→ **Material provided**:
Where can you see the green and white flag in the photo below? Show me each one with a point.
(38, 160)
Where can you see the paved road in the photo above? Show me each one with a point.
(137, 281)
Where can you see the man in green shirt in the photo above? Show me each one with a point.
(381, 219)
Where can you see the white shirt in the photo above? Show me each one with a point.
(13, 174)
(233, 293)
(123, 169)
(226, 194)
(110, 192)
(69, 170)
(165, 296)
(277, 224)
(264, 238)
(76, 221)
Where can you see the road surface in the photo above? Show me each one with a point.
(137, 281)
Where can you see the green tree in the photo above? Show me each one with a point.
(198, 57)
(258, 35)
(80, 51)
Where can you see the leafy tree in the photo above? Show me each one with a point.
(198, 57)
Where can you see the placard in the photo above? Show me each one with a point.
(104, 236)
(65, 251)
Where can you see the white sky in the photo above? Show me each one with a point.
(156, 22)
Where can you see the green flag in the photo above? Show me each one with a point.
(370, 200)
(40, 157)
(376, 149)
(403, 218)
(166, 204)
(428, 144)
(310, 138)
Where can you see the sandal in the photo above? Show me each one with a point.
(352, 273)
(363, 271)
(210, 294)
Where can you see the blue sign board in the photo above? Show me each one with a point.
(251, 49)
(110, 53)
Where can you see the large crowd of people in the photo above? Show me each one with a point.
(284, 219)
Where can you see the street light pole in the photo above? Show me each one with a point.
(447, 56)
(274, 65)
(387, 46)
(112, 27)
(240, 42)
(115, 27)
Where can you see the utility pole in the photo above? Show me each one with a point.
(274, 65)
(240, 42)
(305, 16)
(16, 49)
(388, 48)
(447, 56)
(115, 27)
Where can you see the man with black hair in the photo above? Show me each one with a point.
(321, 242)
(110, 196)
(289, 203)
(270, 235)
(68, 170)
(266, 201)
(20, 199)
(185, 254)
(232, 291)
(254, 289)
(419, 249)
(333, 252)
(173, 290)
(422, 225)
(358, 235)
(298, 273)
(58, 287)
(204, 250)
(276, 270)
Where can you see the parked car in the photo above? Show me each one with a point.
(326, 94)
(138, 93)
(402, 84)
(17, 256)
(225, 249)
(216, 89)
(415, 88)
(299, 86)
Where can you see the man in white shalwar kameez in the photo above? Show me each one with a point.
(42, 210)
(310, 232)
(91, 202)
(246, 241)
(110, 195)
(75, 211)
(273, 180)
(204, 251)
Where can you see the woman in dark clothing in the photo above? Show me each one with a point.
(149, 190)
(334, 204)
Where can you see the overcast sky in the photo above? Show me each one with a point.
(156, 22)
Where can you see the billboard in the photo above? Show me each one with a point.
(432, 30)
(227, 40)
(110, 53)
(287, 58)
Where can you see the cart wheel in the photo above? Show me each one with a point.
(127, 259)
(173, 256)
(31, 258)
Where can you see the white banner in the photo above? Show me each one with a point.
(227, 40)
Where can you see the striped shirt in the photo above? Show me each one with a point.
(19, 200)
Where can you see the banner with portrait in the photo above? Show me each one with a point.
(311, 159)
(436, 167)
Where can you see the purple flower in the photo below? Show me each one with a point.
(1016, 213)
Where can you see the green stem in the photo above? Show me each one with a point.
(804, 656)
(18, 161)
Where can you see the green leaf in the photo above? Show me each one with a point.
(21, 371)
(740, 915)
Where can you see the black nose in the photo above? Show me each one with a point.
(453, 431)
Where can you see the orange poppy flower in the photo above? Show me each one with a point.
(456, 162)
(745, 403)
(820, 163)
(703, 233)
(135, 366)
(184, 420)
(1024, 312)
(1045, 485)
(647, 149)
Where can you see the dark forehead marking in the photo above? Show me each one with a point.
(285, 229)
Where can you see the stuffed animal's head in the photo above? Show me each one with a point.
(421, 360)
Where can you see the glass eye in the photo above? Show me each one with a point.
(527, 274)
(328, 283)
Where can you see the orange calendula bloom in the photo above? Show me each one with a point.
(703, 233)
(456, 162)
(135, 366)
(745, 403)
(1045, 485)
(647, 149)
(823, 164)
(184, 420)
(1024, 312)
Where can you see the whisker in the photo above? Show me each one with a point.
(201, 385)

→ **The task**:
Would you repeat the records above without any changes?

→ **Result below**:
Where can you see the green and white flag in the photo below? Show me each one with a point.
(38, 160)
Where can you see the paved road in the photo above? Show me each one with a point.
(137, 281)
Where can you see the man in green shirt in the photo above? Show me each one with a point.
(381, 219)
Where can you see the white shirt in the photo above? Show me each one with a point.
(13, 174)
(233, 293)
(123, 169)
(226, 194)
(110, 192)
(69, 170)
(165, 296)
(277, 224)
(264, 238)
(76, 221)
Where can you see the road surface in the photo above? Show me each one with a point.
(137, 281)
Where can you see the green tree in the photo above? Show me each one with a point.
(198, 57)
(258, 35)
(80, 51)
Where can you see the leafy tree in the photo above? Show me each one with a point.
(198, 57)
Where can you see the placard in the photo above? Show me each one with a point.
(104, 236)
(65, 251)
Where can you see the white sky in the photo above? Show me each one with a point.
(156, 22)
Where can you see the green flag in the photo above? Show me each one with a point.
(370, 200)
(40, 157)
(376, 149)
(403, 218)
(166, 204)
(428, 144)
(310, 138)
Where can you see the sandal in the photo above? Show me each one with a point.
(352, 273)
(363, 271)
(210, 294)
Where can you see the blue sign board in the photo above? Show me each one with a point.
(251, 49)
(110, 53)
Where can you see the large crowd of people in the photo above? Show me each one with a point.
(284, 219)
Where can you see the street light pole in the photo above? Show me each one with a point.
(447, 56)
(274, 65)
(387, 46)
(112, 27)
(240, 42)
(115, 27)
Where can you see the utility pole in the photo above? Show me each one with a point.
(274, 65)
(240, 42)
(305, 16)
(16, 49)
(388, 48)
(447, 56)
(115, 27)
Where can you see the man with black hair in the photo above? Show me each one with a point.
(321, 242)
(110, 196)
(289, 203)
(270, 235)
(68, 170)
(266, 201)
(20, 199)
(185, 254)
(232, 291)
(254, 289)
(419, 249)
(333, 252)
(173, 290)
(422, 225)
(358, 235)
(298, 273)
(58, 287)
(204, 250)
(276, 270)
Where can you see the parked car in the photo above? Show me each one with a point.
(326, 94)
(138, 93)
(402, 84)
(17, 256)
(225, 249)
(216, 89)
(415, 88)
(299, 86)
Where can you see the man in white shalwar kameez in the photo above? Show me each one with a point.
(42, 210)
(310, 232)
(91, 202)
(246, 241)
(110, 195)
(75, 211)
(273, 180)
(204, 251)
Where can you see the woman in dark clothing in the photo above? Show me each one with a point.
(149, 190)
(334, 204)
Where can you see the overcast sky in the photo above? Show me each one with a point.
(156, 22)
Where can you see the billboard in the photo above? Show me each one with a point.
(432, 30)
(227, 40)
(110, 53)
(287, 58)
Where can you see the cart wheel in the photo above? Show me each one with a point.
(127, 259)
(173, 256)
(31, 258)
Where can you see the white banner in the photo above? Show me each one with a point.
(227, 40)
Where can you see the striped shirt in the photo above? Show me each one with a point.
(19, 200)
Where can you see the banner with portrait in the photo above? Show me each one with a point.
(311, 159)
(436, 167)
Where can you see the purple flower in the photo below? Show me each one with a point.
(1016, 213)
Where can you see the green stem in the photo above? Show me each one with a point.
(804, 656)
(18, 161)
Where can you see the green leaf in the photo above? Show me each one with a point.
(21, 371)
(740, 915)
Where can you see the black nose in the photo above? Show me each one with a point.
(453, 431)
Where can you see the orange poppy flower in the photo above? Show me each one with a point.
(456, 162)
(745, 403)
(820, 163)
(703, 233)
(135, 366)
(184, 420)
(1024, 312)
(1045, 485)
(647, 149)
Where can you see the dark forehead marking in the photo above? Show me each one with a point.
(285, 229)
Where can you see the stuffed animal's head in the photo above? Show me each one with a point.
(421, 360)
Where can you see the glass eye in the photo above? Show me each one with a point.
(527, 274)
(328, 283)
Where can you see the orange calendula bloom in the photo above? Show me each one with a point.
(703, 233)
(456, 162)
(135, 366)
(745, 403)
(1045, 485)
(647, 149)
(823, 164)
(184, 420)
(1024, 312)
Where can you see the whisker in the photo above? Show me each one with a point.
(201, 385)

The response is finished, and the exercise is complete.